- Records supplied -
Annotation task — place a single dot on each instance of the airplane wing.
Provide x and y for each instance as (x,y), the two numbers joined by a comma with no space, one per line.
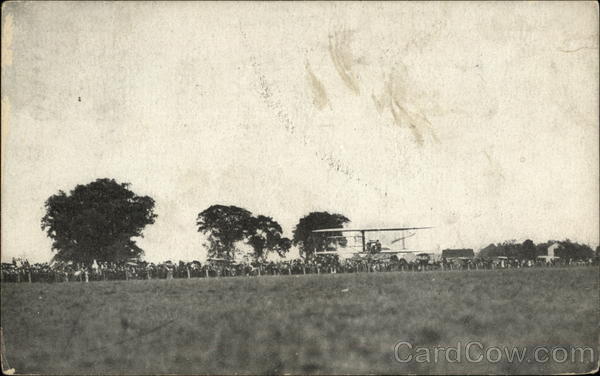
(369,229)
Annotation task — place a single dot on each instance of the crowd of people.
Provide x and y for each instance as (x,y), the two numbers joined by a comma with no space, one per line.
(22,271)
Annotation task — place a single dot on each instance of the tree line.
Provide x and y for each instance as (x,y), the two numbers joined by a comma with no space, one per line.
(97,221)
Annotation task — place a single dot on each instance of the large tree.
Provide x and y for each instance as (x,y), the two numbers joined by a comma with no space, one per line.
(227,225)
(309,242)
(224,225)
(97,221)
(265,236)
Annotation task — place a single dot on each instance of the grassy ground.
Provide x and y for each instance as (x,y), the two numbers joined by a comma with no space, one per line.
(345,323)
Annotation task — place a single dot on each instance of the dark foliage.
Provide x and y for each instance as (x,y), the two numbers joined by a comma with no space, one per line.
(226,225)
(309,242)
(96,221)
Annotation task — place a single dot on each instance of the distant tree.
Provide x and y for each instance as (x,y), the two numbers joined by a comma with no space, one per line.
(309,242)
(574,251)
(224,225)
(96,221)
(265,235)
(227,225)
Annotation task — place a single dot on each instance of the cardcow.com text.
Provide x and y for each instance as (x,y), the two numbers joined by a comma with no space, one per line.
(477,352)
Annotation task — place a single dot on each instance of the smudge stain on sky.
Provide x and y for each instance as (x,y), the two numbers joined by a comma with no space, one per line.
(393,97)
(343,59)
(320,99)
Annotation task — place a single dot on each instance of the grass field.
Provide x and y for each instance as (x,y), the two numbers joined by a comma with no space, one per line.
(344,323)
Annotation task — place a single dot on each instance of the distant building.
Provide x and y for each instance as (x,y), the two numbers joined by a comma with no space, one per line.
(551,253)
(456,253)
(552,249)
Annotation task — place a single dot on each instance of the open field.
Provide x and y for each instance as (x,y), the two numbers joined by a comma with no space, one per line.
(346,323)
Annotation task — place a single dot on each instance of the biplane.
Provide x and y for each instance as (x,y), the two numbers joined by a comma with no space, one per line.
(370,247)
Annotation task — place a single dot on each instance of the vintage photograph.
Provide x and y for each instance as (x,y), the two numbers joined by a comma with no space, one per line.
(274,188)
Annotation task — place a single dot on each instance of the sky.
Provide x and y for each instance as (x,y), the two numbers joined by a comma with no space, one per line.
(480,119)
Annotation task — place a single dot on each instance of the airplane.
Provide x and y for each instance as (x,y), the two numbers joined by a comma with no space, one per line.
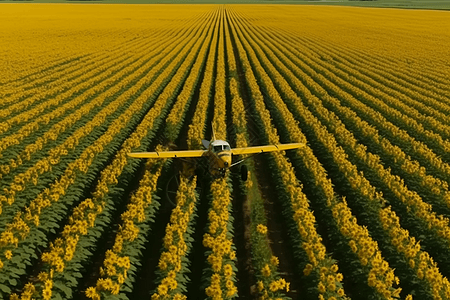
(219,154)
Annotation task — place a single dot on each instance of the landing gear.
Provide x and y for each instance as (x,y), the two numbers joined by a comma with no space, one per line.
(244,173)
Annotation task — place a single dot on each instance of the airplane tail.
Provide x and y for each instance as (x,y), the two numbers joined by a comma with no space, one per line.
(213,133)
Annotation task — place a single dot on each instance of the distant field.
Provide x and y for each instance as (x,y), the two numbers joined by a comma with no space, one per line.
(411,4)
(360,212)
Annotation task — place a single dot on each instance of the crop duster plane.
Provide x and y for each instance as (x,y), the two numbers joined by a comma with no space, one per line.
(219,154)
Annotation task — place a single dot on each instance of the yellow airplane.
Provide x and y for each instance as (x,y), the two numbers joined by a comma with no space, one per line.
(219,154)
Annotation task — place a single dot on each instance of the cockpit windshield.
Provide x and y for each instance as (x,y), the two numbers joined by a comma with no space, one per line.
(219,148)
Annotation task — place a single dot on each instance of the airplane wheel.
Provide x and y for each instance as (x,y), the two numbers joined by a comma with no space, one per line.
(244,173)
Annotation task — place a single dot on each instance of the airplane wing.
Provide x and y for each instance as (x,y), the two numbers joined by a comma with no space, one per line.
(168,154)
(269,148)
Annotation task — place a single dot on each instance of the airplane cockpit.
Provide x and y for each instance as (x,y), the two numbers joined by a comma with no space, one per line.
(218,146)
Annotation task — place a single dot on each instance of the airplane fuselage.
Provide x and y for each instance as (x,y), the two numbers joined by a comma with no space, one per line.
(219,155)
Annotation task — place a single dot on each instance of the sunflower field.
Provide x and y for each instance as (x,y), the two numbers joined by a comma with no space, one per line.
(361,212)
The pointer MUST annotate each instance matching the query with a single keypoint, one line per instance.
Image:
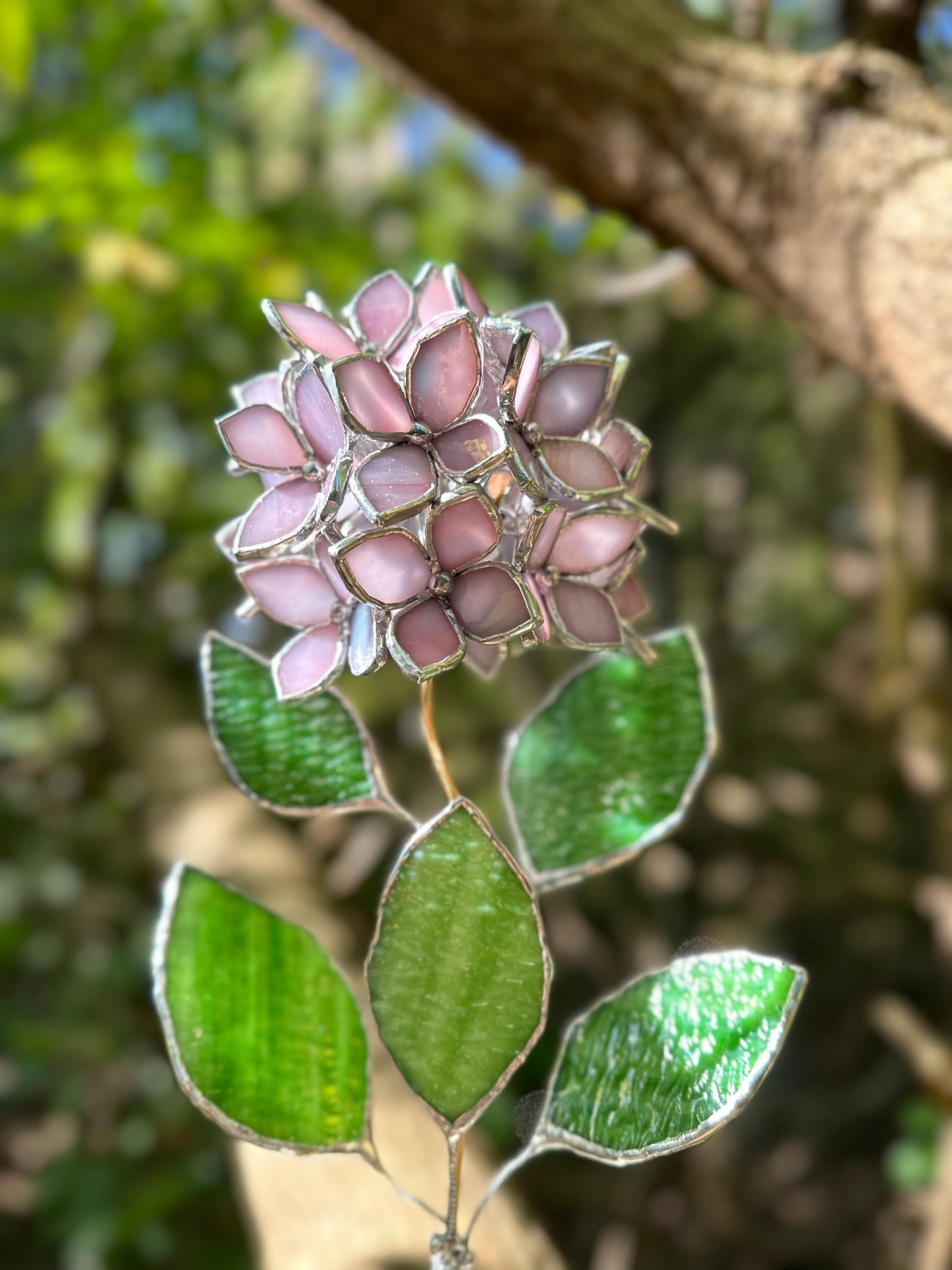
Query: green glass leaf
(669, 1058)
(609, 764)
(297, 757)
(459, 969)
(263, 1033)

==

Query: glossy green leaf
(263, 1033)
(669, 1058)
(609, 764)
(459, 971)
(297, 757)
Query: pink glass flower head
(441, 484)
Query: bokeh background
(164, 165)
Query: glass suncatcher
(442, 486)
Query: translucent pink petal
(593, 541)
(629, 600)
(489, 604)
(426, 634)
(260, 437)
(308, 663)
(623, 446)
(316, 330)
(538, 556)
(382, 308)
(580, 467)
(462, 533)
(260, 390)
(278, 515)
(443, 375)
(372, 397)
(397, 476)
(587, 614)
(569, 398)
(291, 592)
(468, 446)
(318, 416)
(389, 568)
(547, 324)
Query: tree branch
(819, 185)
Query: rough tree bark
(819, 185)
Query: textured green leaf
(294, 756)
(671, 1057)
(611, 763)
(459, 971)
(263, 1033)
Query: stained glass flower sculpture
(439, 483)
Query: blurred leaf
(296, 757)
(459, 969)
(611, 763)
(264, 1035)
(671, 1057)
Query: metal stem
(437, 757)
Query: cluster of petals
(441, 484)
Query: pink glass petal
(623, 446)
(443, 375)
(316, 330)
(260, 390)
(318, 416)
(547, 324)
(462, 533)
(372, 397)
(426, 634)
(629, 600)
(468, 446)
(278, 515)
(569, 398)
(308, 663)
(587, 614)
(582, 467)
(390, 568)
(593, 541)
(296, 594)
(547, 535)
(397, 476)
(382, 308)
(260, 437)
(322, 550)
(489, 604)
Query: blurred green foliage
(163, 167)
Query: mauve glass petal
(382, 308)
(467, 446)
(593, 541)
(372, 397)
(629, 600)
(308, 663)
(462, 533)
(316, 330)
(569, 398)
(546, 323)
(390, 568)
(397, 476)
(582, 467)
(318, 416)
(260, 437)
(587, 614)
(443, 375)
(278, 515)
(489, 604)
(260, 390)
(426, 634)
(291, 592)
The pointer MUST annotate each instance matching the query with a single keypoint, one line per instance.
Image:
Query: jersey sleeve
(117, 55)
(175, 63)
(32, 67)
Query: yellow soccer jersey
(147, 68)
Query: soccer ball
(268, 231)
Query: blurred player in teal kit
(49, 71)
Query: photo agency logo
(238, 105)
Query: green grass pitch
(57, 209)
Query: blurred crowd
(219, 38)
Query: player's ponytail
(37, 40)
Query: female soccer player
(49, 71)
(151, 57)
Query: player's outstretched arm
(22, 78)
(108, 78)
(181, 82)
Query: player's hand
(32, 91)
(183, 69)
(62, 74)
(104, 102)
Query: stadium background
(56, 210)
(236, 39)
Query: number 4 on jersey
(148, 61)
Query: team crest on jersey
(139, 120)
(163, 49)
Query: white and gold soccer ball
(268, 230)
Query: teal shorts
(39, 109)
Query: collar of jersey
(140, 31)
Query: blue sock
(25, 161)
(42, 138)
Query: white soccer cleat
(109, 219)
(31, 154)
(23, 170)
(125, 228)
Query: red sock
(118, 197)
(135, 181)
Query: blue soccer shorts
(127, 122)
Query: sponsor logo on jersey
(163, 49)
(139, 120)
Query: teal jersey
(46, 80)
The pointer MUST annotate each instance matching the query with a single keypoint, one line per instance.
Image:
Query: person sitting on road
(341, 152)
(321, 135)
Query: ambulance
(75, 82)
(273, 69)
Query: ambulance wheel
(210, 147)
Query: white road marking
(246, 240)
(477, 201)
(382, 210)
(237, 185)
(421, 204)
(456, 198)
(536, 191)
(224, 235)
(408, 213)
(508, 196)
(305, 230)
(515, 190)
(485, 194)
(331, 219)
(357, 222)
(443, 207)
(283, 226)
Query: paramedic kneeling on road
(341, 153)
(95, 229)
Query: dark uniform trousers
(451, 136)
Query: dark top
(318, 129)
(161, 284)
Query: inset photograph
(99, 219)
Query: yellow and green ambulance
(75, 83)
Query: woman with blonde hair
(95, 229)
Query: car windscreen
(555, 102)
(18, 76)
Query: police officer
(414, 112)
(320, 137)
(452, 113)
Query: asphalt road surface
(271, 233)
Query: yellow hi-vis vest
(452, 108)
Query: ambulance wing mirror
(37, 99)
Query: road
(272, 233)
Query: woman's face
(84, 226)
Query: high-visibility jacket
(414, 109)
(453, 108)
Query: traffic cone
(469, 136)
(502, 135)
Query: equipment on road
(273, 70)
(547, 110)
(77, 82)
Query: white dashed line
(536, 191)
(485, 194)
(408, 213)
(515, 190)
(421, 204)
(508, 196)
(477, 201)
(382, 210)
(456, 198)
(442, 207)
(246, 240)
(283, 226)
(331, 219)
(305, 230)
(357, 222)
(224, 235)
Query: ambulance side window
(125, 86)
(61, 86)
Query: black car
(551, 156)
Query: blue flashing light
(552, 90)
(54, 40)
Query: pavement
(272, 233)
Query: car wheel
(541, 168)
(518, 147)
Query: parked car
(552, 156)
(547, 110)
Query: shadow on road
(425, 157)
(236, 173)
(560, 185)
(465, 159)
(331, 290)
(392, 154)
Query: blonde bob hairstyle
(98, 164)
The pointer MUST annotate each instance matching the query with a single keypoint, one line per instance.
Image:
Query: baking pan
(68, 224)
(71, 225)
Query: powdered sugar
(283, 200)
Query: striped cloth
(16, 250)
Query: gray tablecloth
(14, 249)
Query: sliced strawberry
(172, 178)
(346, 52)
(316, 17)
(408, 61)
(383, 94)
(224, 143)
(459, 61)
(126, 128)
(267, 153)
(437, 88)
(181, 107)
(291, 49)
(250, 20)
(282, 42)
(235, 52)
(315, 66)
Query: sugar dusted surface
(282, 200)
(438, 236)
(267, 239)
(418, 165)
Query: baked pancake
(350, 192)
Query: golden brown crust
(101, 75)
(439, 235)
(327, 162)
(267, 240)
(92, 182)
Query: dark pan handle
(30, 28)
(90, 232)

--

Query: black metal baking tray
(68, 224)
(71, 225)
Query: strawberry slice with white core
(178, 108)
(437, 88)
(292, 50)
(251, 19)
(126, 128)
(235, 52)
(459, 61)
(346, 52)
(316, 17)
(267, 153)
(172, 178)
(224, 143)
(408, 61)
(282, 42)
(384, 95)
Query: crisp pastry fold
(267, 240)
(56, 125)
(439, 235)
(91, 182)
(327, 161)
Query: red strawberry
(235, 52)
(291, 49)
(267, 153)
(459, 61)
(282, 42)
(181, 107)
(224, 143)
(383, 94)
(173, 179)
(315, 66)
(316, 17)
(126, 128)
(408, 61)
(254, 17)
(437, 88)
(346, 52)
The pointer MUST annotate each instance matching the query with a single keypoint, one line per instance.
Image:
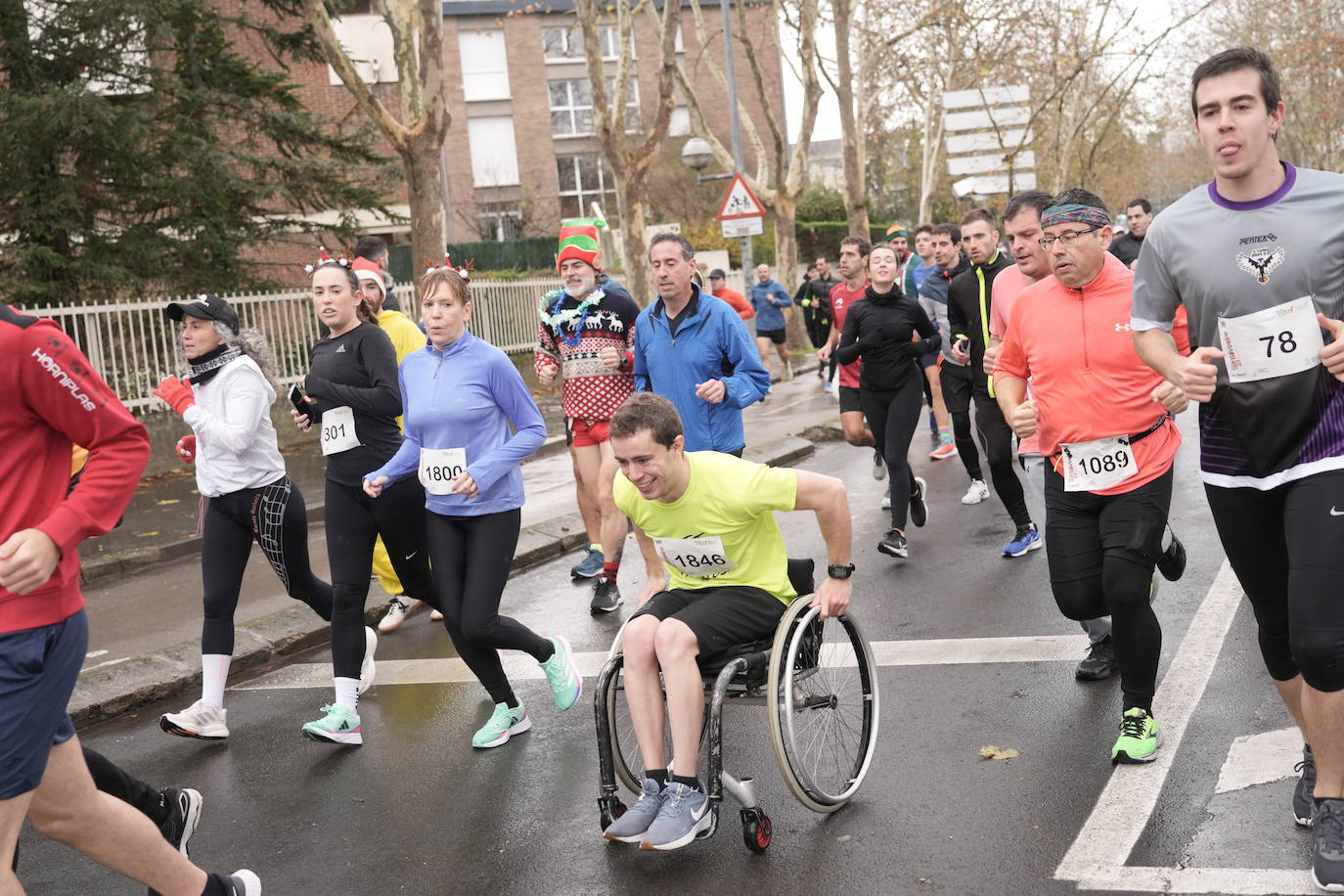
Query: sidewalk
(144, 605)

- Task prompt -
Lines containing the word "field" must be found in the data above and copied.

- Task result -
Annotation task — place a single dot on each instance of the grass field.
Annotation task — place a single dot on each instance of the open field.
Annotation task — place a single dot on each instance of the distant field.
Annotation task — place a single dot on each instance of the sunflower field.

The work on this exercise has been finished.